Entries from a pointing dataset
☆ ☆ ☆

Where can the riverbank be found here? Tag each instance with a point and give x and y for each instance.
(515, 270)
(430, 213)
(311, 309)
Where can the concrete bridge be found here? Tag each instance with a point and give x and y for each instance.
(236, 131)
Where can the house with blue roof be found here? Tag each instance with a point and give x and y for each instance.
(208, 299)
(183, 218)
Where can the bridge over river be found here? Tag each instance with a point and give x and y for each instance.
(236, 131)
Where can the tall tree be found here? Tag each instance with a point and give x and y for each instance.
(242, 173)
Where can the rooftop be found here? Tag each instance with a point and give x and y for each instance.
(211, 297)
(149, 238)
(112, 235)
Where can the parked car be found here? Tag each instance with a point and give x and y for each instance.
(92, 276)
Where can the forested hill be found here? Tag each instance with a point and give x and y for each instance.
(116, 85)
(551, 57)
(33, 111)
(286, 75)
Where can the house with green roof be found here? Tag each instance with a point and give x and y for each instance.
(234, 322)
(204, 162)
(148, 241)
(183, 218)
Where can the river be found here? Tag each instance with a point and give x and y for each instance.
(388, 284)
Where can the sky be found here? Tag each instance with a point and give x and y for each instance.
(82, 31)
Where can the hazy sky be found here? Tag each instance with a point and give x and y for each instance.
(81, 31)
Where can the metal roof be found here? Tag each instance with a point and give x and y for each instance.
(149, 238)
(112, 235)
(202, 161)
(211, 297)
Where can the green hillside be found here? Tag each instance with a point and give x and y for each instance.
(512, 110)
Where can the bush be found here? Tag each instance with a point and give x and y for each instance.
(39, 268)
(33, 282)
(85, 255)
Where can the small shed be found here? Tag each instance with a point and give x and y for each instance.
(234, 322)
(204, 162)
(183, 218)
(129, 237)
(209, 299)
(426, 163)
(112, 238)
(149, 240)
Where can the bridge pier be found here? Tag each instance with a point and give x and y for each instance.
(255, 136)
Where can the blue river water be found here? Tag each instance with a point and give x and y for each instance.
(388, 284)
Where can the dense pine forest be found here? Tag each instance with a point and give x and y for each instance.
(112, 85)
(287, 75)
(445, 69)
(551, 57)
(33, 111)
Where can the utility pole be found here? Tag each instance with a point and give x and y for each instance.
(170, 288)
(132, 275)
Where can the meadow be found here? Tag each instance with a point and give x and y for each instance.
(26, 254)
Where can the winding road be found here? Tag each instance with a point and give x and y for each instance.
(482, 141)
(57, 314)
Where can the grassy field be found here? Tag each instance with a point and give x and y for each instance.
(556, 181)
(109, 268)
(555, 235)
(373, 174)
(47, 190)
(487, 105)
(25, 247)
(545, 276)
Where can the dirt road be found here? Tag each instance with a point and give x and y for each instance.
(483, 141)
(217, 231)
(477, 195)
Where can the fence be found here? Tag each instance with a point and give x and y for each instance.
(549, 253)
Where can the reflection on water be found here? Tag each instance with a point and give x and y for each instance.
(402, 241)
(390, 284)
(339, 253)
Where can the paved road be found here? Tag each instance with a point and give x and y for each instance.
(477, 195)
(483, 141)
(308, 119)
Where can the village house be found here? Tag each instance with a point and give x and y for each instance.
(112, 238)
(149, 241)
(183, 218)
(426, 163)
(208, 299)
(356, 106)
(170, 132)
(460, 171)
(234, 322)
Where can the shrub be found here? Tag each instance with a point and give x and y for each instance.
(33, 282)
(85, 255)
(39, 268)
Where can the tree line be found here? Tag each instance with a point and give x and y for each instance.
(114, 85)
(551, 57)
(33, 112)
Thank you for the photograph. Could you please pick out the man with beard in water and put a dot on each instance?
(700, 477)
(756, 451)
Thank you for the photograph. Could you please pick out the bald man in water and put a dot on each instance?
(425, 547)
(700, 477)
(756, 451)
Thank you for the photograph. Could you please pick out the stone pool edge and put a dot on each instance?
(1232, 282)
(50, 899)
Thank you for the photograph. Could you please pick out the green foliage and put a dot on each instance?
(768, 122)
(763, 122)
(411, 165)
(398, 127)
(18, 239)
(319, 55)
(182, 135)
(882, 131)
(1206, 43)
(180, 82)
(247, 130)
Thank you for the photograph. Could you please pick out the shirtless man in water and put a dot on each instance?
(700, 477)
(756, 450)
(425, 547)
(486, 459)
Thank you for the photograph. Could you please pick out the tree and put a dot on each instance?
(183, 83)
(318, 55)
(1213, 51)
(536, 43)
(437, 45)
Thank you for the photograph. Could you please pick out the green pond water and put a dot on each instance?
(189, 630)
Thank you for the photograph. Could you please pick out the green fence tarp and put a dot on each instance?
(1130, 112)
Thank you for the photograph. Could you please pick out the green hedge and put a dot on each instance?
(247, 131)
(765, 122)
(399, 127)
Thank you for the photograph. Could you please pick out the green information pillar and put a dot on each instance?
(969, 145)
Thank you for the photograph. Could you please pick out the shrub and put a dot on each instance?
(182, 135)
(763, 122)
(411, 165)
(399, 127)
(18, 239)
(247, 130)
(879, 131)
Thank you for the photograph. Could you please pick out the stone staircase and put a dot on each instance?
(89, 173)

☆ ☆ ☆

▶ **WORK INSTRUCTIONS**: Please format the rows above as a two-column CSV with the columns request and answer, starting at the row containing "staircase and put a dot on each instance?" and ending at the last row. Use one line per request, and put each value in a quoted field with any line breaks turned into spaces.

▶ **FULL OUTPUT**:
request,answer
"Thank you for the photograph. Could you please pick out the stone staircase and put a dot on each instance?","(89, 173)"